## What to do
Reproduce the part of the gaur passage starting with "After it somehow" and going on through "trace its origin.".

## Page
After it somehow slipped inside the tiger reserve unnoticed — the gaur is the largest of the bovines in the world — the solitary animal, a male, appears to have settled down in the Bourapuram forest, for now. “The gaur is typically a plains animal, and though it has never been recorded in Amrabad Tiger Reserve, we are excited that it came here,” Rohit Gopidi said.

While monitoring its movements has been much easier inside the reserve, with camera trap images helping the forest staff keep track of its movements, it was not easy to trace its origin.

“We started going through all the camera trap data and found that it reached the core area from Achampet town. Prior to that, we managed to trace its movements and found that it crossed farmland and villages near the Dindi reservoir before reaching Achampet, and then wandered north and got into the forest,” Mahender Reddy said.

“We could trace its movements all the way back to Narayanpet, to a location between Mahbubnagar and Devarakadra, to the south of Kalwakurthy town, then it somehow, from there, made its way to Achampet, and then into the forest,” Mahender Reddy said.

“We think it set off on its long walk from forests in Karnataka near Narayanpet,” he said.

Forest officials have no idea where the gaur, believed to weigh between 300 and 400 kg, will head next, or if will settle down in the tiger reserve. It is not uncommon for gaur males to strike out on their own in search of females, but the one now in the Amrabad reserve will likely be all by itself if it chooses to settle down in the reserve.

The gaur has few natural predators, and among those in Amrabad, only the tiger is its natural enemy.

Stored dataset items
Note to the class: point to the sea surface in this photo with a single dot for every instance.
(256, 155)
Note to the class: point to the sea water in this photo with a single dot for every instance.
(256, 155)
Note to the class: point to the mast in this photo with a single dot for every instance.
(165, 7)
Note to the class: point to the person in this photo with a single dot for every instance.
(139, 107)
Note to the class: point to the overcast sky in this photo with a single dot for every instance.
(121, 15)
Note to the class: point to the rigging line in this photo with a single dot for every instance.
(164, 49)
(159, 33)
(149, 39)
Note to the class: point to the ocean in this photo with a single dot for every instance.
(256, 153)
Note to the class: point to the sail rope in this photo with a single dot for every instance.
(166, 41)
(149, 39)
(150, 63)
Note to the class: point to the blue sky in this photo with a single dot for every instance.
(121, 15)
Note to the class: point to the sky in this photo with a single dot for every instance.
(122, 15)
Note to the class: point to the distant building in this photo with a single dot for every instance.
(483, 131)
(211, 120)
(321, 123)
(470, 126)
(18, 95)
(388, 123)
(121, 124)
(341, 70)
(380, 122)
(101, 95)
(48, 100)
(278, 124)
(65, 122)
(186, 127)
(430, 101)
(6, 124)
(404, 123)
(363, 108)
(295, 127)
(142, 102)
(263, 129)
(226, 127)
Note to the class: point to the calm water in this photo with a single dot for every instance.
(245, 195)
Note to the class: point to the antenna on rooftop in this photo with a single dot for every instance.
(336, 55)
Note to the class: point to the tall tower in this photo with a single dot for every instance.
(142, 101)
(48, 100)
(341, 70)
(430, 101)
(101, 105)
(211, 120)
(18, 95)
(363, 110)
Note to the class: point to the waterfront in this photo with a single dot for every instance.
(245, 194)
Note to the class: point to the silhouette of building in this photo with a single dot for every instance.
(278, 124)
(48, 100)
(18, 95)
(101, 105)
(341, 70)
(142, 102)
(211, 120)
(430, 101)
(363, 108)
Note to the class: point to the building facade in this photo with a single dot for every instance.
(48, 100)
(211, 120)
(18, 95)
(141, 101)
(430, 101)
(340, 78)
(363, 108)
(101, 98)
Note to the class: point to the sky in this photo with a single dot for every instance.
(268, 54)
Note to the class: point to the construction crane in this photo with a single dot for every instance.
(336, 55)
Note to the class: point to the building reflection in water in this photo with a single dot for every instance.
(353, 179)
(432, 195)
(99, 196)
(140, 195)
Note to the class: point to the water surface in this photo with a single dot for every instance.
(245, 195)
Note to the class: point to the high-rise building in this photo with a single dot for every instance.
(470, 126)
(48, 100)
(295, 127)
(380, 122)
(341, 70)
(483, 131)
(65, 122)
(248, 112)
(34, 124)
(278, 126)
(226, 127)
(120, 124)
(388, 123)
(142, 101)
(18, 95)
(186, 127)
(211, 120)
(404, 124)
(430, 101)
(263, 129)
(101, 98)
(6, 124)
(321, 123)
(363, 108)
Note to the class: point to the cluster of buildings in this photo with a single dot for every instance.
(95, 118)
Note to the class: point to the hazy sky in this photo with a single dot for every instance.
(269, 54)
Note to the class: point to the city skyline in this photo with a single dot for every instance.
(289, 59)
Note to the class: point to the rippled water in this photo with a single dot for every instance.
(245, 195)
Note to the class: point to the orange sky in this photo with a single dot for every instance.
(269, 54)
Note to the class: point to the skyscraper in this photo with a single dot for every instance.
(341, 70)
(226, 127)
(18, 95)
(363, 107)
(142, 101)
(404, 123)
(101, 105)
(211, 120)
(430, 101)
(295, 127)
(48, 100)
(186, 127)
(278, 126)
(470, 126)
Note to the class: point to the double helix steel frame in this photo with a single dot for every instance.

## Full response
After it somehow slipped inside the tiger reserve unnoticed — the gaur is the largest of the bovines in the world — the solitary animal, a male, appears to have settled down in the Bourapuram forest, for now. “The gaur is typically a plains animal, and though it has never been recorded in Amrabad Tiger Reserve, we are excited that it came here,” Rohit Gopidi said.

While monitoring its movements has been much easier inside the reserve, with camera trap images helping the forest staff keep track of its movements, it was not easy to trace its origin.